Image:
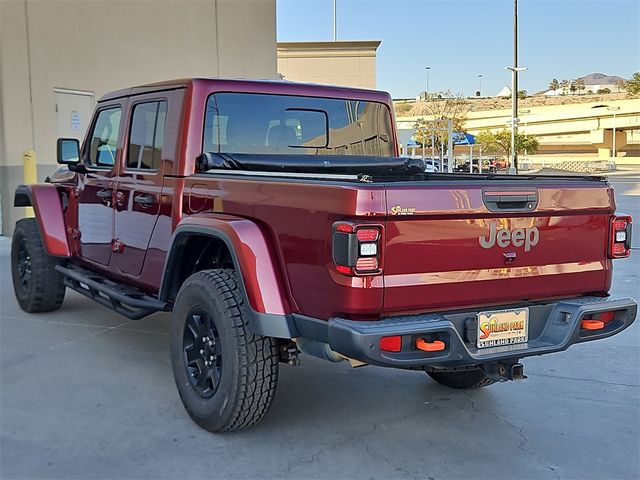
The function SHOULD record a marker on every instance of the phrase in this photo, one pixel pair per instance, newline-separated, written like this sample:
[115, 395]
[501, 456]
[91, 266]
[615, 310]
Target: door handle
[144, 200]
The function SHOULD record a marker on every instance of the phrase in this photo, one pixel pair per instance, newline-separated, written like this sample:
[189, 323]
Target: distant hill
[600, 79]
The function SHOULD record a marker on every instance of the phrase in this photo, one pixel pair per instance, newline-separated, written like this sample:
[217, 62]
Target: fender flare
[267, 309]
[46, 203]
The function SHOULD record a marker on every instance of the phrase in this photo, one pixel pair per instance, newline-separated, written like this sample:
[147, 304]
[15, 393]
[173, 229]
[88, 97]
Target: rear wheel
[37, 285]
[464, 379]
[226, 375]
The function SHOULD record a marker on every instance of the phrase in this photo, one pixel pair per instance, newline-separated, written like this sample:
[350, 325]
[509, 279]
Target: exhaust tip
[517, 372]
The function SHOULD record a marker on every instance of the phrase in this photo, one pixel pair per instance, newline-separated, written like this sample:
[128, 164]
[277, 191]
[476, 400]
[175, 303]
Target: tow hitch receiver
[504, 371]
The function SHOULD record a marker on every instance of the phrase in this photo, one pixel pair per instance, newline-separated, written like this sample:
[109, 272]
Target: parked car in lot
[488, 165]
[273, 218]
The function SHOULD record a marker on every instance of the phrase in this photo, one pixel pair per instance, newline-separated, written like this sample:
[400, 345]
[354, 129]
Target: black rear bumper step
[126, 300]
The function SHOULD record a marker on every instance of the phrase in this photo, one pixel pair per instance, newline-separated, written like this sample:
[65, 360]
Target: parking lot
[85, 393]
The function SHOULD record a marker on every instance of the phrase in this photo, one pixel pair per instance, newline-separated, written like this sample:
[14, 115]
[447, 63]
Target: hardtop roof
[269, 86]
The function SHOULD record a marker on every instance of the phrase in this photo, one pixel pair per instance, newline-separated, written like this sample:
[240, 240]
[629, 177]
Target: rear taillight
[620, 237]
[597, 321]
[356, 248]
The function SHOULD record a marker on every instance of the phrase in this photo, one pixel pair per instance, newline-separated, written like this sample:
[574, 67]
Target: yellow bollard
[30, 174]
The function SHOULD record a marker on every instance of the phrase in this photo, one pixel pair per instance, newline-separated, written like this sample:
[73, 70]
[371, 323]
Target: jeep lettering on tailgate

#### Problem requirements:
Quote each line of the listing exactly, but leave the pictures out.

#### Full response:
Image:
The function SHOULD record a marker on every instance of the phrase in this photo, one pixel pair per instance, newline-separated, written like this sample:
[115, 395]
[501, 456]
[91, 266]
[615, 310]
Target: door handle
[144, 200]
The function SHOULD record a marker on every instance of the phrase in this photo, one pixel pair per instance, newline-separated, written like this sample:
[189, 323]
Target: distant hill
[600, 79]
The function SHOULD record a marker on every instance of the phrase in this photo, one pixel pair per instance, newline-separated, written like this sample:
[217, 62]
Target: fender flare
[267, 309]
[46, 203]
The function SHOULD record a marker on every instance of the phrase in this photo, one pixel pair per instance, newline-separated, written like this sample:
[147, 304]
[15, 393]
[173, 229]
[88, 97]
Target: rear wheel
[37, 285]
[464, 379]
[226, 375]
The function SHOULD record a marker on every instance of the phrase in this photo, one pixel pair per instance, newline-separated, written like this sample:
[350, 325]
[509, 279]
Target: exhaust tip
[517, 372]
The function SHOULD record a marker on every instance of the phrase in this photo, one pixel pair per instance, newline-separated, written like this sample:
[128, 164]
[277, 191]
[476, 400]
[175, 303]
Target: tow hitch receiver
[504, 371]
The function SHOULD record a marker on every instance of the phrase in this photo, one pixel pair per instance, newline-separated, written like this sample:
[109, 272]
Target: parked car in lot
[488, 165]
[273, 218]
The function SHOULD record a marker on every instance of the phrase in this photo, one pixel pair per instance, newline-separated, written like this sample:
[400, 345]
[354, 129]
Target: black rear bumper step
[126, 300]
The function SHOULD record a marker on every instance of the phrase in this photo, one pixel pair per instance, newline-separated, written like this sample:
[65, 360]
Target: parking lot
[85, 393]
The function SHOULD record a marker on every instance of the phrase in this photo, one pixel pair per instance, newline-separated, written like this sample:
[14, 115]
[447, 63]
Target: hardtop roof
[269, 86]
The function SHOULD record a marker on every instance of the phrase in this photo, one pixel pair per instance, newline-separated, written like this sample:
[240, 240]
[629, 177]
Target: rear taillight
[620, 237]
[597, 321]
[356, 248]
The function SHOULD record a marker on every instance of the phrase in this photo, one pixel pair per instance, newline-separated, written like this sample:
[574, 67]
Target: yellow bollard
[30, 174]
The function SHOULD record a marker on every instance of the phrase in this photo, one pixel pair per instance, newline-separated, written like this sample:
[73, 70]
[371, 323]
Target: jeep lettering on tailgate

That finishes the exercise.